(Beginning of PROVIDED INFORMATION)

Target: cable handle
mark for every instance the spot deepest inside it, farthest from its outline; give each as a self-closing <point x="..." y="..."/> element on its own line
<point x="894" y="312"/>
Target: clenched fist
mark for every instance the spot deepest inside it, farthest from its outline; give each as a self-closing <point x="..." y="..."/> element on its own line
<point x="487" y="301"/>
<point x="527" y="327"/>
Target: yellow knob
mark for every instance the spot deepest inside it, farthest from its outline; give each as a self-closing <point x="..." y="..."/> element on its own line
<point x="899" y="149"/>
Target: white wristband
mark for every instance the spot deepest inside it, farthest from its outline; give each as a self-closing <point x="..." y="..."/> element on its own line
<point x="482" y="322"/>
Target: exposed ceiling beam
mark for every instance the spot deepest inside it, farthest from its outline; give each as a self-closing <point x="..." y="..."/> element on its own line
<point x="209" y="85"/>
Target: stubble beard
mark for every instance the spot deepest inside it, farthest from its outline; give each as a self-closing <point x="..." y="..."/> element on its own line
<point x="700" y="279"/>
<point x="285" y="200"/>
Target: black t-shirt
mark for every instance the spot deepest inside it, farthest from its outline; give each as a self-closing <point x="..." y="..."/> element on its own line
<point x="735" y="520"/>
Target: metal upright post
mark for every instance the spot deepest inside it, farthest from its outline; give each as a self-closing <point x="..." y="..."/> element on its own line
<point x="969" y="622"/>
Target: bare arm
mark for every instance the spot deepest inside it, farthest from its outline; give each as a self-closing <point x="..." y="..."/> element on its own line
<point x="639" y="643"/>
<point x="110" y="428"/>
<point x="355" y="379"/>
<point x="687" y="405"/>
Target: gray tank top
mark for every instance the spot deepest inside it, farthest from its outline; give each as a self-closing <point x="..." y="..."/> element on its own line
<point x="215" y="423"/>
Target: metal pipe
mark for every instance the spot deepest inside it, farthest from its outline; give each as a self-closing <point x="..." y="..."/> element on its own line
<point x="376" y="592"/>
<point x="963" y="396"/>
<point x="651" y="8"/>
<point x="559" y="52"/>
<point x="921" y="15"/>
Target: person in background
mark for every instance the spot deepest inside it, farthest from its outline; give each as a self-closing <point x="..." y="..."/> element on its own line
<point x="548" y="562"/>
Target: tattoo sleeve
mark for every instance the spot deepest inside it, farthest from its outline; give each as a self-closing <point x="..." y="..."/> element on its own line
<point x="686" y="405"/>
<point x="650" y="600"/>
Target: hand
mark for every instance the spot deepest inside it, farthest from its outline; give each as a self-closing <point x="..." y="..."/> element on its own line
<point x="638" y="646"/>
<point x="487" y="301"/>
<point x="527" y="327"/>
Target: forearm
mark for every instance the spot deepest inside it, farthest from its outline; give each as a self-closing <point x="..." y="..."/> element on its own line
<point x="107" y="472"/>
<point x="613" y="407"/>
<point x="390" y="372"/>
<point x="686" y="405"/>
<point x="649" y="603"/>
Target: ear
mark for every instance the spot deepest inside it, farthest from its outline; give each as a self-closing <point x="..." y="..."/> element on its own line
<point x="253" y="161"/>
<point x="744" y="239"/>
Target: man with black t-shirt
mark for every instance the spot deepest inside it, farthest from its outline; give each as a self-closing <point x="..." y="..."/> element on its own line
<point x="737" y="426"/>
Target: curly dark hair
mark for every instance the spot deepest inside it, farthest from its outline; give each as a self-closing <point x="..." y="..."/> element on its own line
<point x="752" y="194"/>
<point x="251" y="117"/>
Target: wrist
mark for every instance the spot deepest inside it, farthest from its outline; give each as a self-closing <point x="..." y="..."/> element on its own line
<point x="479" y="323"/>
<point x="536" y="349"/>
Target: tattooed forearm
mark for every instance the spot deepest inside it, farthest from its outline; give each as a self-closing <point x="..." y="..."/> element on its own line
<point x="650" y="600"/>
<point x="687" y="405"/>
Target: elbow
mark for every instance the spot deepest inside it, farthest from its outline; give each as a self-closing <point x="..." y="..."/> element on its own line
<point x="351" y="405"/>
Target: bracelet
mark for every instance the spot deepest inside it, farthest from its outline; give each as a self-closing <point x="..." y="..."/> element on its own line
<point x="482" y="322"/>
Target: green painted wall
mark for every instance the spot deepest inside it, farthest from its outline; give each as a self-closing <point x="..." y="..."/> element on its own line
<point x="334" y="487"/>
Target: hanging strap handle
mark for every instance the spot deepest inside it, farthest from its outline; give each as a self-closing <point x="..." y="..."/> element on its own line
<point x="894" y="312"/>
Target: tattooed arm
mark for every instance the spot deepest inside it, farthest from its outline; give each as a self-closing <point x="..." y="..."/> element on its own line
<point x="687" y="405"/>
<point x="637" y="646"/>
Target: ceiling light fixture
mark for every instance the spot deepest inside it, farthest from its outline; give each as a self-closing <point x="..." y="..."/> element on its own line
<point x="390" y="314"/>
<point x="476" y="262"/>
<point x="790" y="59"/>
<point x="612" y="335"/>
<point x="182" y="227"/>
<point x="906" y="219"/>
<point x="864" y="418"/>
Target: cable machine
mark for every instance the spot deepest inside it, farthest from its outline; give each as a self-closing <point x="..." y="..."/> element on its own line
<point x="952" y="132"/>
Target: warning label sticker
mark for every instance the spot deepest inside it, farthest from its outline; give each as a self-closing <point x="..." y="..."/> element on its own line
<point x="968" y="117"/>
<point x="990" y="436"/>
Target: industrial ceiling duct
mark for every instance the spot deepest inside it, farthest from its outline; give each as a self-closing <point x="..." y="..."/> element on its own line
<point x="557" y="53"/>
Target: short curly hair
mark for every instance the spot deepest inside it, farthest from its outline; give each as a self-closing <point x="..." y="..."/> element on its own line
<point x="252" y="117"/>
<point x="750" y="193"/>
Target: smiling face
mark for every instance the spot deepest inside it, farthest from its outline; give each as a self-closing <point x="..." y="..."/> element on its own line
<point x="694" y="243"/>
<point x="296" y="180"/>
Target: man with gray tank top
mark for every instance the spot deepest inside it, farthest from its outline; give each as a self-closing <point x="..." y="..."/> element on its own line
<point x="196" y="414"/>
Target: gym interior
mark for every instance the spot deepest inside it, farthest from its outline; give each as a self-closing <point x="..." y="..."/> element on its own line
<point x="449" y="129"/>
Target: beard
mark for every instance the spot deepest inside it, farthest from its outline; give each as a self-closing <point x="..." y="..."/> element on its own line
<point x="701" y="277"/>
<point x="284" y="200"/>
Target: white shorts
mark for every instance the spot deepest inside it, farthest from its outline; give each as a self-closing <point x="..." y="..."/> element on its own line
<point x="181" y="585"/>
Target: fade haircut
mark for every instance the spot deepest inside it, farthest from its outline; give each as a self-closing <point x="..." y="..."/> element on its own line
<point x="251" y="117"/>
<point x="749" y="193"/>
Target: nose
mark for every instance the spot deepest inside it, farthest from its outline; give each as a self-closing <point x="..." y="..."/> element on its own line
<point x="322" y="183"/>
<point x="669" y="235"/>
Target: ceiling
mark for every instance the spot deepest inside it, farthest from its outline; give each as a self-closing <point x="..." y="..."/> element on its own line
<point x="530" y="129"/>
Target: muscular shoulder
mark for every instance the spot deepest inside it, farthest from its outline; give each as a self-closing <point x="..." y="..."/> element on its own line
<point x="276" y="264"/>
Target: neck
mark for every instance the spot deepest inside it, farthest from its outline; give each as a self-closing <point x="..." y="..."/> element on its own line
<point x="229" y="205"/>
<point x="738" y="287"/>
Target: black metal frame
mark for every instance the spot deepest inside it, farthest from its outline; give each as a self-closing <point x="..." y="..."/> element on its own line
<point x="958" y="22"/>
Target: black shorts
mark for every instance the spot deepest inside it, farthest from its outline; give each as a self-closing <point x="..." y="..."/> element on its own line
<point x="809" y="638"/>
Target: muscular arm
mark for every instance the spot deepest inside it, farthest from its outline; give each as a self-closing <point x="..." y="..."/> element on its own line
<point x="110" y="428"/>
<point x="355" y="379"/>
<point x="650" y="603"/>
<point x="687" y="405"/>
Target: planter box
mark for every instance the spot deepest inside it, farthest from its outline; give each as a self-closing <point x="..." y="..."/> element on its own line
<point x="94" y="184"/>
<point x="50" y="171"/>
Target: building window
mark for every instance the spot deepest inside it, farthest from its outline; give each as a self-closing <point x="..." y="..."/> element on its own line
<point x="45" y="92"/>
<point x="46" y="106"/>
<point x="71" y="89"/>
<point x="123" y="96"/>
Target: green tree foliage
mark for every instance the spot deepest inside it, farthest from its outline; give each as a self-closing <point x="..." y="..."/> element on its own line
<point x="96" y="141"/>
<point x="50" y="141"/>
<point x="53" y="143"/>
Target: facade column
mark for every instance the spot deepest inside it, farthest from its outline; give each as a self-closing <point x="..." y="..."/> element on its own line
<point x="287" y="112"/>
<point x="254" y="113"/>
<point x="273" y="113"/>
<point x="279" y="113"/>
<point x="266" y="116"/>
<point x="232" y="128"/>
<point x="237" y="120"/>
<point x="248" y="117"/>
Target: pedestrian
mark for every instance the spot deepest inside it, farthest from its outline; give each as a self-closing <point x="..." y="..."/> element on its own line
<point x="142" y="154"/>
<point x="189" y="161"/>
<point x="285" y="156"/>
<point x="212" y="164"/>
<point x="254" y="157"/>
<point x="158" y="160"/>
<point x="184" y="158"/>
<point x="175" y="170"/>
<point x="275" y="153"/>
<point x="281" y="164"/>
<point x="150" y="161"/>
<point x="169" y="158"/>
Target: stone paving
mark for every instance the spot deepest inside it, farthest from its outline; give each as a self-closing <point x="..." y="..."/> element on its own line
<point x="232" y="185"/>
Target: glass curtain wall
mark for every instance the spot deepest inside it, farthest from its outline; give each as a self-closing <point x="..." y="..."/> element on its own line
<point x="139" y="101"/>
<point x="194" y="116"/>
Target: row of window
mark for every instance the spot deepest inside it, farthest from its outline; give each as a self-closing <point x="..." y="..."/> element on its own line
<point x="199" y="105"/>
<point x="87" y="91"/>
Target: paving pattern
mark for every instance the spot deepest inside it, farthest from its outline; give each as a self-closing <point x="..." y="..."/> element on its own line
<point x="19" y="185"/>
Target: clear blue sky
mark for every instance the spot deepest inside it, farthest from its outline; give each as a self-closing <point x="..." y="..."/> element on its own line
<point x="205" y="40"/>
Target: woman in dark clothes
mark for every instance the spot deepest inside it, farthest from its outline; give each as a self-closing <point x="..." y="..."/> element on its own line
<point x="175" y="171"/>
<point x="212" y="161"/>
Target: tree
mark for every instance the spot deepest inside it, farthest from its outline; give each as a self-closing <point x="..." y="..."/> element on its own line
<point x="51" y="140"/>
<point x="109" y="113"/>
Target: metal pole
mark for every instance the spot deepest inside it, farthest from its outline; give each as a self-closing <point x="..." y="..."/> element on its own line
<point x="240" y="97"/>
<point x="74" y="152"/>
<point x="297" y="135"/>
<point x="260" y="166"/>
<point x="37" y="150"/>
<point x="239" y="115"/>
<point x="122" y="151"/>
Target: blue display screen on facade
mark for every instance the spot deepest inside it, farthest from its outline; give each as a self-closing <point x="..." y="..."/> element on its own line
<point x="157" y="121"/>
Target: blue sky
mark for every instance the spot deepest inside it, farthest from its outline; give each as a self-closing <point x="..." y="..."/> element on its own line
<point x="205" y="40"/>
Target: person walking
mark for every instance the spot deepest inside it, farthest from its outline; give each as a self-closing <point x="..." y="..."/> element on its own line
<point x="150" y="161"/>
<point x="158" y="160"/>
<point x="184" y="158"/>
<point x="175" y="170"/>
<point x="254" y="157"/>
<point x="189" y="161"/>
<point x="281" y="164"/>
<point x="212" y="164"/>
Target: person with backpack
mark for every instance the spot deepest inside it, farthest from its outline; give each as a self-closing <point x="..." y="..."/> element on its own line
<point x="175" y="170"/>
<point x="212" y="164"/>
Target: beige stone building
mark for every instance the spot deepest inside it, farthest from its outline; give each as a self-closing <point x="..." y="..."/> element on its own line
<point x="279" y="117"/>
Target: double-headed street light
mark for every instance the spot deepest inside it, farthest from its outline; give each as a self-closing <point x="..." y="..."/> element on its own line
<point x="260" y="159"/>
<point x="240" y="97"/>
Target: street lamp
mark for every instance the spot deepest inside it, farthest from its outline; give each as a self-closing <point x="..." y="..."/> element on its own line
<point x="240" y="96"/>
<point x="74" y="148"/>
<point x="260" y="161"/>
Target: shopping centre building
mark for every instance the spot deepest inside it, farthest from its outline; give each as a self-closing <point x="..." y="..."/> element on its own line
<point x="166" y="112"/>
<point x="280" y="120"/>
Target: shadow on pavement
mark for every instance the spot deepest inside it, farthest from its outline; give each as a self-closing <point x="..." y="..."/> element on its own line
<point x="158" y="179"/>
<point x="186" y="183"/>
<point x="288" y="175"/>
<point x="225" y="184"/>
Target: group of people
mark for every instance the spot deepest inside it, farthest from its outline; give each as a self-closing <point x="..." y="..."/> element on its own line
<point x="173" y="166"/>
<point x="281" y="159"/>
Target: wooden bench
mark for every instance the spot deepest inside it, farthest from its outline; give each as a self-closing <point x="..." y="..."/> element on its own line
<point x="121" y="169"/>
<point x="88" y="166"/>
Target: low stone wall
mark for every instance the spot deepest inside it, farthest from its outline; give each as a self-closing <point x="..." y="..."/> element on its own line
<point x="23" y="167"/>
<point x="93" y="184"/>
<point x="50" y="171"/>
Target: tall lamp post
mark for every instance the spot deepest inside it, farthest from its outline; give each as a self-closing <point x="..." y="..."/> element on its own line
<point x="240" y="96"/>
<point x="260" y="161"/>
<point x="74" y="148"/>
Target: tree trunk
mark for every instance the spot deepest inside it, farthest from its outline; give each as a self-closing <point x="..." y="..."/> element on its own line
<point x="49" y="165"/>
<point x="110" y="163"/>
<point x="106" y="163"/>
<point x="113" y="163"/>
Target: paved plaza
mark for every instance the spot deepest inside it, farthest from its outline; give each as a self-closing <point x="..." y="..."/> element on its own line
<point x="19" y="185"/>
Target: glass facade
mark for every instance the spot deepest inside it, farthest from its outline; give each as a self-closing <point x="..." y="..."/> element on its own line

(End of PROVIDED INFORMATION)

» HOW TO COMPLETE THIS TASK: Above are some lines. Repeat exactly, and only, those from the line that has "Target: bracelet" through the line that has "Target: ceiling light fixture".

» ANSWER BOX:
Target: bracelet
mark for every instance the spot deepest inside it, farthest from its outline; give each as a self-closing <point x="..." y="..."/> element on its own line
<point x="482" y="322"/>
Target: green painted wall
mark for every instance the spot deepest inside it, farthest from its outline; give each as a self-closing <point x="..." y="..."/> element on its own line
<point x="334" y="487"/>
Target: hanging strap handle
mark for every instance the spot deepest inside it, farthest from its outline; give each as a self-closing <point x="..." y="..."/> element on its own line
<point x="894" y="312"/>
Target: tattooed arm
mark for every instance the spot deepest inside it, farthest from its outline; give each as a self-closing <point x="..." y="..."/> element on its own line
<point x="687" y="405"/>
<point x="637" y="646"/>
Target: ceiling light fixture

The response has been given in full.